Data in this exercise:
━━━━━━━━
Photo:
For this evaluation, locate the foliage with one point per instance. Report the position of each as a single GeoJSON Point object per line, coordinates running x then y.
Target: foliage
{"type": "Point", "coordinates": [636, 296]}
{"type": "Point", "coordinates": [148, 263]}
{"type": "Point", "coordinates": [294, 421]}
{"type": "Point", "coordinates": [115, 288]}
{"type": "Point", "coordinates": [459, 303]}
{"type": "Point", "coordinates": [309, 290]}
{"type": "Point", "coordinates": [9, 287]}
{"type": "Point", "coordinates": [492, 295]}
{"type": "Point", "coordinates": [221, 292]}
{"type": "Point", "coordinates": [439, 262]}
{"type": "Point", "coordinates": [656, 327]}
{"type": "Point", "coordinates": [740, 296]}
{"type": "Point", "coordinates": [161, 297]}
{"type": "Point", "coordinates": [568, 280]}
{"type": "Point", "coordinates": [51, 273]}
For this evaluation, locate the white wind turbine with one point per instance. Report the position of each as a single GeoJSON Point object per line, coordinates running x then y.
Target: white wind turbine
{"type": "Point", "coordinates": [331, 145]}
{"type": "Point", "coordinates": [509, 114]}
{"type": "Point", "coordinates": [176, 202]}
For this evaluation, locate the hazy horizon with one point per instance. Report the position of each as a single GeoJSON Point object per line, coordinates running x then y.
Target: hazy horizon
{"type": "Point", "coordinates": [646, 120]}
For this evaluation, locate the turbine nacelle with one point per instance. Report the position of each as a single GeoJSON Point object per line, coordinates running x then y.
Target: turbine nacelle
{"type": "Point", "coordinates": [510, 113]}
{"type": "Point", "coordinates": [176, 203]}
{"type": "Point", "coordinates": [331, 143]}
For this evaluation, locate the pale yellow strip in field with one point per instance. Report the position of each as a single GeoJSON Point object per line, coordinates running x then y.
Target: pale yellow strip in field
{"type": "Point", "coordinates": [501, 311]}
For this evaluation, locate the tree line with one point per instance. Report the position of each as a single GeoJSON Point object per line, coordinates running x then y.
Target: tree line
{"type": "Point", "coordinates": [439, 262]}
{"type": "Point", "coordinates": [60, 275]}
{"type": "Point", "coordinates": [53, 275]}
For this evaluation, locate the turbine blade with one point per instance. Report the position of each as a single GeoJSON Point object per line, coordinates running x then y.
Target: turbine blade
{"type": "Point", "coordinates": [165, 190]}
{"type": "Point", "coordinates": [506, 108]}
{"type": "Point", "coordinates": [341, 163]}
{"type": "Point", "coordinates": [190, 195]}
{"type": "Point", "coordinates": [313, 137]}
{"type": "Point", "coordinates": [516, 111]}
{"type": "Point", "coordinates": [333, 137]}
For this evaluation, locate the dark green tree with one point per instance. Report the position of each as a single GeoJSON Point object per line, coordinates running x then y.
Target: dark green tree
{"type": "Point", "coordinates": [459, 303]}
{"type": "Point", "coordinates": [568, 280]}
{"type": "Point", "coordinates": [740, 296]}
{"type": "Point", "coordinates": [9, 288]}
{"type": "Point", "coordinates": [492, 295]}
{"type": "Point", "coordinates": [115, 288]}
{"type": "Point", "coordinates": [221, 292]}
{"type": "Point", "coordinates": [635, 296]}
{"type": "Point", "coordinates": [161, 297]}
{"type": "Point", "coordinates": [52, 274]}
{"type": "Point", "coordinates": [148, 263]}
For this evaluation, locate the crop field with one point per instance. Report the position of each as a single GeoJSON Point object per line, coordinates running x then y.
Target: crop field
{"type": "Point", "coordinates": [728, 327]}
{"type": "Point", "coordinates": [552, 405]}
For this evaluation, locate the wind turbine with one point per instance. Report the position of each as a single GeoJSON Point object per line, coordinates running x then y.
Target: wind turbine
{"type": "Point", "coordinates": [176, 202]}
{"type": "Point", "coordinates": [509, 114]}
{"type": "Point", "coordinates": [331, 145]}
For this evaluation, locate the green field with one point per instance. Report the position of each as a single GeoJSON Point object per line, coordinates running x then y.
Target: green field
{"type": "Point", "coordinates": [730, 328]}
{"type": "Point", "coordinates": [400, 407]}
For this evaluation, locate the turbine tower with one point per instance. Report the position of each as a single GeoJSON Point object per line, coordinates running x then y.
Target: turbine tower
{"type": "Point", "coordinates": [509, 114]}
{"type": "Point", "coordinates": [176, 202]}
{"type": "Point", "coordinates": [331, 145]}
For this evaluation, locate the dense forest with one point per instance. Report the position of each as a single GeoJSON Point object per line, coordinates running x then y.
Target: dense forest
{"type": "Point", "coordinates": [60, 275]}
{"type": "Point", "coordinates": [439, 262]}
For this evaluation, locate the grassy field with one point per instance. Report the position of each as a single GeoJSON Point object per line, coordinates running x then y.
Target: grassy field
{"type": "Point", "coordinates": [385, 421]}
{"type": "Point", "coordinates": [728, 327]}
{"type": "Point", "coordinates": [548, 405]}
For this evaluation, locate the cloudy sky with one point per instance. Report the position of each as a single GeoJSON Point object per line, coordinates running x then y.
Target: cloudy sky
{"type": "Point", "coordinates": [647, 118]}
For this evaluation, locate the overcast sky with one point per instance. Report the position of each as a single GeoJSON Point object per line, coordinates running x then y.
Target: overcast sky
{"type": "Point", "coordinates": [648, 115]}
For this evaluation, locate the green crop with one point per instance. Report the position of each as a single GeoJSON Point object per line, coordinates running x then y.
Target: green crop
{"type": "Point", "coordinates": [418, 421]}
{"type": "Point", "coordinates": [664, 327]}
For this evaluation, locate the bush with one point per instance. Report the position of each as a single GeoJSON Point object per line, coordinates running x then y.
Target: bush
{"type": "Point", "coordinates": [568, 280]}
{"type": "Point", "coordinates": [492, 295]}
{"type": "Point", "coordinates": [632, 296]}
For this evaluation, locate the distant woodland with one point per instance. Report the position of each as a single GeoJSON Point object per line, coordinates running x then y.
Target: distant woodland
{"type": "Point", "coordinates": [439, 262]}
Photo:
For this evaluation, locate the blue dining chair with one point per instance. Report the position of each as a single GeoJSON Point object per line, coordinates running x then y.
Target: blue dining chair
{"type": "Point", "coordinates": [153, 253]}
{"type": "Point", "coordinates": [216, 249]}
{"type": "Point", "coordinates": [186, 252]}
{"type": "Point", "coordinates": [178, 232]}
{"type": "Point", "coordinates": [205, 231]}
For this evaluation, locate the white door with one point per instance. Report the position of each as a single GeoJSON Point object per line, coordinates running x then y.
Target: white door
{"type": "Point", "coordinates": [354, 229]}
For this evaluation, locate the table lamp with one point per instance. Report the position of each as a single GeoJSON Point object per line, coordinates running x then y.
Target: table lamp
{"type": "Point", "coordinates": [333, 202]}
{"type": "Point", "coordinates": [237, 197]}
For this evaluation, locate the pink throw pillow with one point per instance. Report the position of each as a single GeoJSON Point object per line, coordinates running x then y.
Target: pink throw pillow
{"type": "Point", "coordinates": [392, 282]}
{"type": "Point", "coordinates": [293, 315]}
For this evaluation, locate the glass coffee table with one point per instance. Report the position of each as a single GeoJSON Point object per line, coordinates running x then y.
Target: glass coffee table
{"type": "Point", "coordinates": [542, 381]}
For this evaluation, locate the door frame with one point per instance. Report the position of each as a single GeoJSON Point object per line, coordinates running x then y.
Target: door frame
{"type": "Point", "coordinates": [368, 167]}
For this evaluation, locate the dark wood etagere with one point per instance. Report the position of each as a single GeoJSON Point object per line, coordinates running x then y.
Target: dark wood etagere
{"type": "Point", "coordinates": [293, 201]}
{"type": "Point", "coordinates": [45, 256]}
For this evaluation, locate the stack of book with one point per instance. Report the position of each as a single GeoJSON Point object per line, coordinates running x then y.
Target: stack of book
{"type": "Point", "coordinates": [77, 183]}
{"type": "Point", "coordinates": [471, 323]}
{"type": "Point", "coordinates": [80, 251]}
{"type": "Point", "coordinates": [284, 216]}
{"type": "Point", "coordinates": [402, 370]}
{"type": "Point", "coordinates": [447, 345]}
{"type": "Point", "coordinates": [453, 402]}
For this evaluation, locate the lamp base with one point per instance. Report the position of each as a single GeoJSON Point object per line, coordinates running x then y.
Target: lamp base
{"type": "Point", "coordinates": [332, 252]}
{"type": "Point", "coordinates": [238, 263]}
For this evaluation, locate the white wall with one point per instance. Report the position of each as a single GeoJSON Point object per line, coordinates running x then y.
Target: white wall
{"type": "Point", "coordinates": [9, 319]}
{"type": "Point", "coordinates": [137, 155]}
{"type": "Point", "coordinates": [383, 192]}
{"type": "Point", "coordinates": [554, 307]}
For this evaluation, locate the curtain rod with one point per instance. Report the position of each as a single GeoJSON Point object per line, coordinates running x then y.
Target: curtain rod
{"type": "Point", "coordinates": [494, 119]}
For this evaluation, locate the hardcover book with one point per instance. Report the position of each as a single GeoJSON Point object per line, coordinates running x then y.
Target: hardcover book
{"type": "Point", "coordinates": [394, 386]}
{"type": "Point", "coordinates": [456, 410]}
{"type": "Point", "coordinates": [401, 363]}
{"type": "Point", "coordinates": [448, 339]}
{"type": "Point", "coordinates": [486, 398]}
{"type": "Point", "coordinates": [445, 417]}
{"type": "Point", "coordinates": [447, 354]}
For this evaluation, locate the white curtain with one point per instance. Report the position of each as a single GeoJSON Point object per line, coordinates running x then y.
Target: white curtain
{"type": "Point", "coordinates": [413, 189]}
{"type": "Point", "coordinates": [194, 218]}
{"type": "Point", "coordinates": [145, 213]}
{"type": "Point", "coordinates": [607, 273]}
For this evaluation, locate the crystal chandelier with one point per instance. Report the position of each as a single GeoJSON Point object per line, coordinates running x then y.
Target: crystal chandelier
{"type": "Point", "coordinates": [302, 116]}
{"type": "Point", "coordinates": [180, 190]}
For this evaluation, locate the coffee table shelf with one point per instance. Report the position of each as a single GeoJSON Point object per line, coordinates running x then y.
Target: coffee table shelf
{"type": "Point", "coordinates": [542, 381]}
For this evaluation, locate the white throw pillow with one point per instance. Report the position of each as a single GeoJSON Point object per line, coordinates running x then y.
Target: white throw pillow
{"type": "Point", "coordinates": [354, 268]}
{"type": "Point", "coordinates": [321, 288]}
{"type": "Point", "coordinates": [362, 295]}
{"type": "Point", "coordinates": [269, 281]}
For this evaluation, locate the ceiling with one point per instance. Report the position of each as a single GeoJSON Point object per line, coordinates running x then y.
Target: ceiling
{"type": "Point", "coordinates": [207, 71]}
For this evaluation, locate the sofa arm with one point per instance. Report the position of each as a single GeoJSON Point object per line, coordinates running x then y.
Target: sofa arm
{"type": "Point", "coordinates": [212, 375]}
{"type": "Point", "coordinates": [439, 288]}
━━━━━━━━
Your goal:
Pull out every line from the one with "For this evaluation, locate the crystal" to the end of the listing, and output only those.

In response:
For this evaluation, locate the crystal chandelier with one point per instance. Report the position of each as a single GeoJSON Point object per line, coordinates running x then y.
Target: crystal chandelier
{"type": "Point", "coordinates": [302, 116]}
{"type": "Point", "coordinates": [180, 190]}
For this evaluation, locate the coffee table shelf with one point per instance. Report the position of each as a single GeoJSON Point object per line, coordinates running x then y.
Target: coffee table shelf
{"type": "Point", "coordinates": [542, 381]}
For this evaluation, locate the white throw pillow with one point per instance. Report the position of each as a single GeoJSON Point object per line, coordinates running x then y.
Target: white throw pillow
{"type": "Point", "coordinates": [354, 268]}
{"type": "Point", "coordinates": [321, 288]}
{"type": "Point", "coordinates": [362, 295]}
{"type": "Point", "coordinates": [269, 281]}
For this evaluation, locate the ceiling with one point per instance. Report the position of each as a single GeoJSON Point object per line, coordinates running x then y.
Target: ceiling
{"type": "Point", "coordinates": [207, 71]}
For this evaluation, locate the sofa arm with one point per instance. Report the position of each as a single GeoJSON Point object per line, coordinates running x then y.
Target: sofa arm
{"type": "Point", "coordinates": [212, 375]}
{"type": "Point", "coordinates": [439, 288]}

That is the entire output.